• **Data section**:
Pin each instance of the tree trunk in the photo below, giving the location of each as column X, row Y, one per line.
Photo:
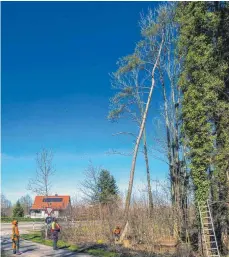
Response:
column 128, row 198
column 150, row 195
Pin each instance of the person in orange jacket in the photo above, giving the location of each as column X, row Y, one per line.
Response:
column 15, row 237
column 117, row 232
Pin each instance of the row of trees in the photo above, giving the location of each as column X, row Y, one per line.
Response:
column 184, row 53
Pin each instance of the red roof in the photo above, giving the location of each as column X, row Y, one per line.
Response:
column 57, row 202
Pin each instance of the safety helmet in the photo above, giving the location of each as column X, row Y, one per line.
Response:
column 15, row 222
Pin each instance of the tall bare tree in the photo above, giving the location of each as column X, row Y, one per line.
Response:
column 41, row 184
column 26, row 203
column 130, row 96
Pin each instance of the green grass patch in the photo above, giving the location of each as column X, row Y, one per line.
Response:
column 20, row 219
column 37, row 238
column 102, row 253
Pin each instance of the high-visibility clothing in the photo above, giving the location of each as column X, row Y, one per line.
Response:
column 117, row 231
column 55, row 226
column 15, row 230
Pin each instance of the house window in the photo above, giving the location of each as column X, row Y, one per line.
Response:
column 52, row 200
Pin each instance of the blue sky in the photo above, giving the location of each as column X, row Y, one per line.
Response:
column 56, row 60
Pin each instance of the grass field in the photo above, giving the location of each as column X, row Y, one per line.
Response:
column 20, row 219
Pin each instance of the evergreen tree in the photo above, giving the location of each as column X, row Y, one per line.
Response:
column 107, row 190
column 203, row 46
column 18, row 210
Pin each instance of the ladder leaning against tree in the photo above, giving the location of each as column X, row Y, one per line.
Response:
column 208, row 231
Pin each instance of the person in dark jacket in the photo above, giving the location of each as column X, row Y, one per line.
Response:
column 55, row 230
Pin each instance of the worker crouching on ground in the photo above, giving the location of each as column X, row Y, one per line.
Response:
column 15, row 237
column 117, row 233
column 55, row 230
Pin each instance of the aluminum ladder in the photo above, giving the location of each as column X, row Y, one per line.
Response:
column 208, row 231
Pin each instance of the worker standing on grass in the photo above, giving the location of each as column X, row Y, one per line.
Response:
column 55, row 230
column 117, row 232
column 15, row 237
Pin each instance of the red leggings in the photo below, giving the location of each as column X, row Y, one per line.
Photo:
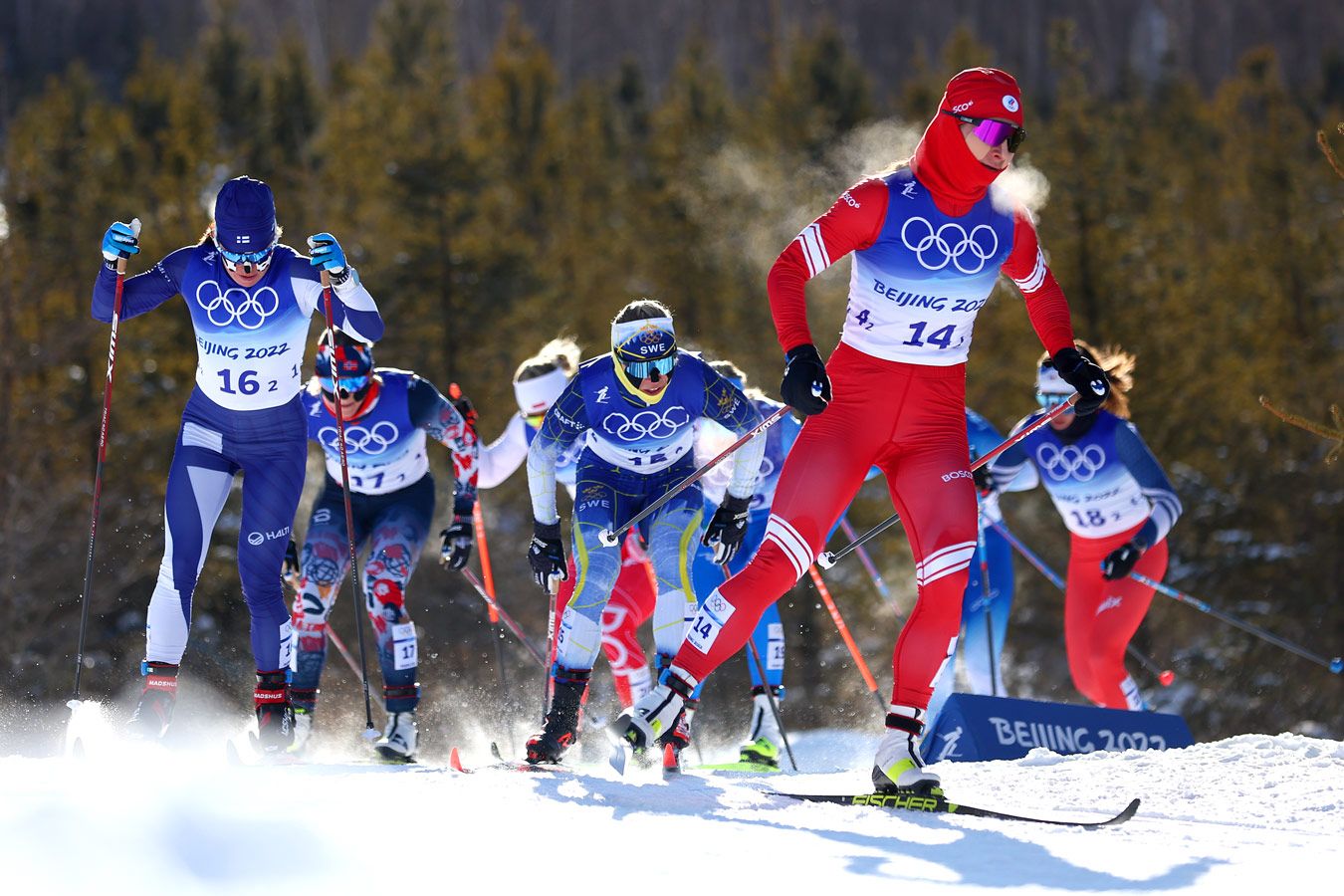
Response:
column 632, row 602
column 909, row 421
column 1101, row 617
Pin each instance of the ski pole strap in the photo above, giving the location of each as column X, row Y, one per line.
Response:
column 610, row 538
column 1335, row 665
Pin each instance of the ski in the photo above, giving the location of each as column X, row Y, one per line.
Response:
column 454, row 762
column 938, row 803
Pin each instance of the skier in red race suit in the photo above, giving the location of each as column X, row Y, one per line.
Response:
column 929, row 241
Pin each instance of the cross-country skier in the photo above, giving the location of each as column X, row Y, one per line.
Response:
column 1118, row 507
column 387, row 414
column 984, row 607
column 764, row 742
column 637, row 407
column 537, row 383
column 250, row 299
column 930, row 241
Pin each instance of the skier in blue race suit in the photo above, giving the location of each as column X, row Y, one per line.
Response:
column 637, row 407
column 988, row 598
column 250, row 299
column 765, row 741
column 387, row 414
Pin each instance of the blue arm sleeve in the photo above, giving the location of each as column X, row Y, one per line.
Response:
column 563, row 423
column 142, row 292
column 1164, row 506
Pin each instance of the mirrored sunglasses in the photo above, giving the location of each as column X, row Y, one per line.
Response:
column 638, row 371
column 994, row 131
column 1050, row 400
column 348, row 384
column 261, row 258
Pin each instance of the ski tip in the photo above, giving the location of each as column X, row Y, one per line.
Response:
column 1122, row 817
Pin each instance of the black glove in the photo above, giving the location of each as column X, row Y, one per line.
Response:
column 463, row 404
column 726, row 528
column 1090, row 380
column 805, row 383
column 1121, row 561
column 291, row 569
column 546, row 555
column 456, row 549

• **Objective**: Set out every line of the listing above as a Markdown table with a column "No." for the row number and a column "Text" for the line, skipping blank lines. Leave the pictures out of the table.

• **Result for this task**:
| No. | Text |
|---|---|
| 1 | Pin each instance of the tree trunk in the photo below, giving the location of each as column X, row Y, one per line. |
| 2 | Photo: |
| 3 | Response: |
| 4 | column 128, row 198 |
| 5 | column 150, row 195 |
| 6 | Pin each instance of the person in orange jacket in the photo above, giving the location of each as column X, row Y, one per line. |
| 7 | Response: |
| 8 | column 15, row 237 |
| 9 | column 117, row 232 |
| 10 | Pin each instance of the row of trees in the photo above, giving the location of each as column X, row Y, one per line. |
| 11 | Response: |
| 12 | column 184, row 53 |
| 13 | Pin each instance of the red roof in the photo above, giving the location of each as column X, row Y, one per line. |
| 14 | Response: |
| 15 | column 57, row 202 |
| 16 | Pin each instance of the safety helmet in the photo above, giving the location of each as column X, row Y, one per line. |
| 17 | Response: |
| 18 | column 15, row 222 |
| 19 | Pin each instance of the tall bare tree in the photo above, giving the location of each as column X, row Y, one per line. |
| 20 | Response: |
| 21 | column 41, row 184 |
| 22 | column 26, row 203 |
| 23 | column 130, row 96 |
| 24 | Pin each instance of the green grass patch in the photo above, giving the location of each as column X, row Y, one per line. |
| 25 | Response: |
| 26 | column 20, row 219 |
| 27 | column 37, row 238 |
| 28 | column 102, row 253 |
| 29 | Pin each instance of the high-visibility clothing in the photo above, giving the location of each as column X, row Y, one per line. |
| 30 | Response: |
| 31 | column 117, row 231 |
| 32 | column 55, row 226 |
| 33 | column 15, row 230 |
| 34 | Pin each instance of the house window in the photo above, giving the location of each as column X, row Y, one per line. |
| 35 | Response: |
| 36 | column 52, row 200 |
| 37 | Pin each instance of the blue sky in the photo above, giving the location of each as column X, row Y, one per line. |
| 38 | Response: |
| 39 | column 56, row 60 |
| 40 | Pin each instance of the grass field in the photo above, giving the location of each as column X, row Y, one per line. |
| 41 | Response: |
| 42 | column 20, row 219 |
| 43 | Pin each instance of the evergreen tree in the photo above, giving the location of each as column X, row Y, one per line. |
| 44 | Response: |
| 45 | column 107, row 190 |
| 46 | column 203, row 46 |
| 47 | column 18, row 210 |
| 48 | Pin each instance of the ladder leaning against tree in the photo above, giving the location of each as column X, row Y, one per line. |
| 49 | Response: |
| 50 | column 208, row 231 |
| 51 | Pin each instance of the person in dark jacket in the photo above, giving the location of each as column X, row Y, one per line. |
| 52 | Response: |
| 53 | column 55, row 230 |
| 54 | Pin each instance of the worker crouching on ground in the photo above, giving the location of each as column X, row Y, one per line. |
| 55 | Response: |
| 56 | column 15, row 237 |
| 57 | column 117, row 233 |
| 58 | column 55, row 230 |
| 59 | Pin each instance of the aluminum ladder in the photo above, giving the location of each as column X, row Y, one per line. |
| 60 | Response: |
| 61 | column 208, row 231 |
| 62 | Pin each instance of the worker standing on grass in the photo above, giving the location of each as column X, row Y, one per line. |
| 63 | Response: |
| 64 | column 55, row 230 |
| 65 | column 117, row 232 |
| 66 | column 15, row 237 |
| 67 | Pin each instance of the red leggings in the photo below, giving the location of each as column X, row Y, one per line. |
| 68 | Photo: |
| 69 | Response: |
| 70 | column 632, row 602 |
| 71 | column 909, row 421 |
| 72 | column 1101, row 617 |
| 73 | Pin each instance of the ski pole strap in the photo above, giving the location of each as column X, row Y, one per line. |
| 74 | Response: |
| 75 | column 610, row 538 |
| 76 | column 1335, row 665 |
| 77 | Pin each instance of the ski in the photo above, giving the location of each as column X, row Y, one per line. |
| 78 | Response: |
| 79 | column 454, row 762 |
| 80 | column 938, row 803 |
| 81 | Pin each instance of the skier in red race suit in the photo above, giving the location of each as column X, row Y, one per line. |
| 82 | Response: |
| 83 | column 929, row 241 |
| 84 | Pin each instance of the cross-country skier in the photo above, giving the location of each as column X, row Y, one per line. |
| 85 | Response: |
| 86 | column 1118, row 507 |
| 87 | column 387, row 414 |
| 88 | column 984, row 607 |
| 89 | column 764, row 742 |
| 90 | column 637, row 407 |
| 91 | column 537, row 383 |
| 92 | column 250, row 299 |
| 93 | column 930, row 241 |
| 94 | Pin each instance of the skier in blue race suit in the photo above, giving the location of each as column X, row Y, one per line. |
| 95 | Response: |
| 96 | column 637, row 407 |
| 97 | column 988, row 598 |
| 98 | column 250, row 299 |
| 99 | column 765, row 741 |
| 100 | column 387, row 414 |
| 101 | Pin each instance of the blue arm sleeve in the photo above, giving the location of each as column X, row Y, one per line. |
| 102 | Response: |
| 103 | column 563, row 423 |
| 104 | column 142, row 292 |
| 105 | column 1164, row 506 |
| 106 | Pin each instance of the mirrored sunglasses in the photo above, giving the location of each as column X, row Y, one per line. |
| 107 | Response: |
| 108 | column 638, row 371 |
| 109 | column 994, row 131 |
| 110 | column 1050, row 400 |
| 111 | column 348, row 384 |
| 112 | column 261, row 258 |
| 113 | Pin each instance of the ski tip in the photo above, giving the location of each as column X, row Y, one per line. |
| 114 | Response: |
| 115 | column 1122, row 817 |
| 116 | Pin each instance of the black glove in the photo above, giving the location of each as column X, row Y, one per line. |
| 117 | Response: |
| 118 | column 463, row 404 |
| 119 | column 726, row 528 |
| 120 | column 1090, row 380 |
| 121 | column 805, row 383 |
| 122 | column 1121, row 561 |
| 123 | column 291, row 569 |
| 124 | column 546, row 555 |
| 125 | column 456, row 549 |